#### Records:
----------
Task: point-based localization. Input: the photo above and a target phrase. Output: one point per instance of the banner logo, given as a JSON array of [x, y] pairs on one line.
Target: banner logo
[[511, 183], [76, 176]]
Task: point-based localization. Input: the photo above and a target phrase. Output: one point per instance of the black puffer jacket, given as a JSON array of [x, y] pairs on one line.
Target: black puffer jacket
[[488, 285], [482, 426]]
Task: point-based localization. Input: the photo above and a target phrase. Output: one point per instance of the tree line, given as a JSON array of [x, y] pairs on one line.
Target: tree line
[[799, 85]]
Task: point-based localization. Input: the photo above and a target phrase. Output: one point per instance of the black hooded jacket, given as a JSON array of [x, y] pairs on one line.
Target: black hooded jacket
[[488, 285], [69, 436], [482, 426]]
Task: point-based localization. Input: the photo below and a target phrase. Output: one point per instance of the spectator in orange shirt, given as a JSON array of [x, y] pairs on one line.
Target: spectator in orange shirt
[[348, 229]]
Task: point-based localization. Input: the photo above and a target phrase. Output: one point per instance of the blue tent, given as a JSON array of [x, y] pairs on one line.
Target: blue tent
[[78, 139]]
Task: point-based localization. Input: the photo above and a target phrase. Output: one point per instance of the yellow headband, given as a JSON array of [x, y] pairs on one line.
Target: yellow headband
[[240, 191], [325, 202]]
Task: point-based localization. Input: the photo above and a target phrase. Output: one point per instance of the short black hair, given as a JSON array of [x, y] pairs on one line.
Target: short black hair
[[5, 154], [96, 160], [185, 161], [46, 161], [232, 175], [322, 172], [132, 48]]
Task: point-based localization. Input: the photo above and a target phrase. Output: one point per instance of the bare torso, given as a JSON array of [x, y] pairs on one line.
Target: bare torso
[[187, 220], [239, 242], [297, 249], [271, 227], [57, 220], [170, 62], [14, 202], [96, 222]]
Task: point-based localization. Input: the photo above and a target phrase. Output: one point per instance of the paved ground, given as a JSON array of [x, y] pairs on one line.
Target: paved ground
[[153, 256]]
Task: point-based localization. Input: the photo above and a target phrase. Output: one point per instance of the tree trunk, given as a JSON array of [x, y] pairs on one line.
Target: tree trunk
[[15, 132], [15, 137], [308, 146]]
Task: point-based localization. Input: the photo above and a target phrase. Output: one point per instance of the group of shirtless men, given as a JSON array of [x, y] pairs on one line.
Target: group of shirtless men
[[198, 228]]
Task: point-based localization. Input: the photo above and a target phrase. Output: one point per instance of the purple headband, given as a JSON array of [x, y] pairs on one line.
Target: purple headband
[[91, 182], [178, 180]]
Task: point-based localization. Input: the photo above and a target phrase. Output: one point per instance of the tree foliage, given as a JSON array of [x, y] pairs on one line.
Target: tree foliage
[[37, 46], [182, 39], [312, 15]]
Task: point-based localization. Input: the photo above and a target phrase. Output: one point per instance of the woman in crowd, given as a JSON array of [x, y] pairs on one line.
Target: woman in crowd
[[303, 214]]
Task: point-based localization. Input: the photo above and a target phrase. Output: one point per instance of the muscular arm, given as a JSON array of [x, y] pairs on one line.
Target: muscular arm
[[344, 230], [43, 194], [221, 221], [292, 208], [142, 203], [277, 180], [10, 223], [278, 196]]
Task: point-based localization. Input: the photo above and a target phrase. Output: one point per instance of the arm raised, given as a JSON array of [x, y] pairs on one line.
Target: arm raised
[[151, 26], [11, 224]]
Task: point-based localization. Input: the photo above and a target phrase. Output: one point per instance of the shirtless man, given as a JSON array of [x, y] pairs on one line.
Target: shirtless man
----------
#### Exercise directions:
Write out every line of the material above without changing anything.

#### Problem solution:
Task: point-based localization. Input: the photo above and a target phrase. Output: one point per instance of the banner logo, given as a JSON array of [x, y] pairs on one line.
Target: banner logo
[[511, 183], [76, 176]]
Task: point-based localization. Input: the photo above and a target phrase. Output: one point per instance of the black puffer jacket, given as a JSON array of [x, y] pairs on one line.
Target: black puffer jacket
[[488, 285], [482, 426]]
Task: point-based localization. Input: the photo above and a target phrase. Output: one point per instance of the tree line, given as a JSON array of [x, y] pairs on one line.
Target: tree line
[[799, 85]]
Task: point-based localization. Input: the photo above and a target phrase. Output: one point per instance of the black hooded jacket, given as a JSON array of [x, y] pairs on one line.
Target: black hooded jacket
[[488, 285], [69, 436], [482, 426]]
Task: point-based localization. Input: the photo below and a target phrase. Output: one point per instance of the spectator in orange shirt, given as a JSON array of [x, y] pairs on one line.
Target: spectator in orange shirt
[[348, 229]]
Task: point-based localization. Input: the photo above and a target phrase. Output: one point per instance of the blue tent, given as a JSON array of [x, y] pairs on one line.
Target: blue tent
[[78, 139]]
Task: point-based localization. Input: the photo above and a target phrase. Output: one point per instance of the yellow headband, given as a JSON array of [x, y] pairs on one line.
Target: yellow headband
[[240, 191], [325, 202]]
Task: point-based localization. Input: the photo above and a target phrase. Output: one point per instance of the short black hair, given as a JSON array of [x, y] pairs on one line.
Target: short black hair
[[5, 154], [96, 160], [185, 161], [46, 161], [232, 175], [322, 172], [132, 48]]
Task: point-based localization. Input: the photo above and a target phrase. Output: one point per instance of the bare torso, given as a JSON array of [x, y] pairs on one line.
Target: bare torso
[[187, 220], [239, 242], [297, 249], [271, 227], [57, 220], [170, 62], [14, 202], [96, 222]]
Task: point-based localization. Input: the photo above and a target phrase. Output: one point per instance of the paved ground, given as a JSON array of [x, y] pairs on one line.
Target: paved ground
[[153, 256]]
Task: point-based localization. Input: the photo above and a target phrase. Output: one point per instance of the tree trunk, given as a JSON array of [x, y] pairs on one line.
Target: tree trunk
[[15, 132], [15, 137], [308, 146]]
Task: point-based localization. Input: the photo above and a target phrase. Output: one point per instance of the group of shirtless men, given as a JSON array of [x, y] pairs on one line.
Target: group of shirtless men
[[198, 228]]
Task: point-based localization. Input: the photo above and a target phrase. Output: one point per instance of the purple headband, given as a JSON array of [x, y] pairs on one line.
Target: purple headband
[[91, 182], [178, 180]]
Task: point-based localization. Input: the photo above and a target phrase. Output: one point per instance of the tree foliage, given as a JSON array of [x, y] pairs on one line.
Target: tree foliage
[[37, 46], [182, 39], [312, 15]]
Task: point-based localization. Input: the photo above and a target phrase. Output: one point per instance of the woman in crowd, given as a JSON array of [x, y] pairs on one line.
Target: woman in crowd
[[303, 214]]
Task: point-based localization. Input: the photo above and a target phrase. Output: one point per instance of the muscular arm, given as a JSON array of [x, y] pairs on one line.
Target: muscular arm
[[344, 230], [43, 194], [221, 221], [292, 208], [142, 203], [277, 180], [10, 223], [278, 196]]
Task: point-based localization. Input: the photo above and a target phrase. Output: one point per instance of the arm raised, given as a JSON array of [x, y] pairs on one line.
Target: arm raised
[[151, 26], [11, 224]]
Task: point-based localization. Input: the photo above and a target phrase. Output: one point per instance of the shirtless man, given as a JSON array of [x, y] pairs on one line.
Target: shirtless man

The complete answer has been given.